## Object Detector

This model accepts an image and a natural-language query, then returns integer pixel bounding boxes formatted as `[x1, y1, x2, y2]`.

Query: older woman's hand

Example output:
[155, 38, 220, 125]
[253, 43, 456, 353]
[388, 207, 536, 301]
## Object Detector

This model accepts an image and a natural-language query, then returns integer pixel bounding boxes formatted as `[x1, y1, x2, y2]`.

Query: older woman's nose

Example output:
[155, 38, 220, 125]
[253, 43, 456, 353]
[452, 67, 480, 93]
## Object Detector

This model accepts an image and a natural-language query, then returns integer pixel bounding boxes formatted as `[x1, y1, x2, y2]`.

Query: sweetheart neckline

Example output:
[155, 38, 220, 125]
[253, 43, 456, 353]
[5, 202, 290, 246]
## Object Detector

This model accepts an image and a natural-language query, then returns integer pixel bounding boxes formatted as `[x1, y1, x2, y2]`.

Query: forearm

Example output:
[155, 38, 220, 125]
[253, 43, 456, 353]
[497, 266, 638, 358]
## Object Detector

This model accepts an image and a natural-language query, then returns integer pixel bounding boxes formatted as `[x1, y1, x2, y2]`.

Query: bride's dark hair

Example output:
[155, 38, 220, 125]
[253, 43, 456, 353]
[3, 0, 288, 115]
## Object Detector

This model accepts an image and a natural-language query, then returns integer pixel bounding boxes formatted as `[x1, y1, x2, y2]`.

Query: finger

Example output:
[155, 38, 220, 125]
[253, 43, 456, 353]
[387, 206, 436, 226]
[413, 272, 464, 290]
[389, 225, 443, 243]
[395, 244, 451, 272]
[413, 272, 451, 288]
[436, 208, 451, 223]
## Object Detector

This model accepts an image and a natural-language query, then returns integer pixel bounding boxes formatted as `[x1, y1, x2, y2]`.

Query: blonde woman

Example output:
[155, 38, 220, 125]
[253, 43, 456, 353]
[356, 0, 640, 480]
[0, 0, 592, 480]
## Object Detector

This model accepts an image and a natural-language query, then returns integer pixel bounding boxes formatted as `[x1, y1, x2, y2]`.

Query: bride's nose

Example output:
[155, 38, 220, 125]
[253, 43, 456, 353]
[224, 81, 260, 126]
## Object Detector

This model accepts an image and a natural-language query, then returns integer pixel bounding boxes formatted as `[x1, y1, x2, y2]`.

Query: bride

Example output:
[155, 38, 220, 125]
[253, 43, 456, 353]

= = = = = = =

SET TASK:
Repeat the listing above word for word, from its first line through the line containing "[3, 0, 288, 115]", with both ends included.

TASK RESPONSE:
## Object Detector

This model accepts an image and a natural-language query, then returns integer pixel bounding boxes formatted as `[x1, y1, x2, y2]`.

Query: older woman's hand

Example output:
[155, 38, 220, 125]
[253, 43, 456, 353]
[388, 207, 536, 301]
## Object Detector

This model accepts an image and a natural-language query, then returns integer pixel bounding boxes formatted as `[x1, y1, x2, y2]`.

Query: older woman's nose

Example output:
[155, 38, 220, 125]
[253, 43, 456, 353]
[452, 67, 480, 93]
## Object Detector

This model accepts an image and a natural-language query, then returns integer pixel bounding boxes formatted as `[x1, y1, x2, y2]`.

Query: sweetheart neckline

Example output:
[155, 38, 220, 125]
[253, 43, 456, 353]
[5, 202, 290, 246]
## Object Detector

This model accepts an image and a natural-language query, then returns integer pixel bounding boxes formatted as `[x1, y1, x2, y2]`.

Query: forearm

Example output:
[155, 38, 220, 125]
[253, 43, 456, 353]
[497, 266, 638, 358]
## Object Detector

This model accepts an image and a natural-language query, then returns integer pixel bounding boxes formatted as `[x1, y1, x2, y2]`.

Query: bride's dark hair

Example output:
[155, 38, 220, 125]
[253, 43, 456, 353]
[3, 0, 288, 115]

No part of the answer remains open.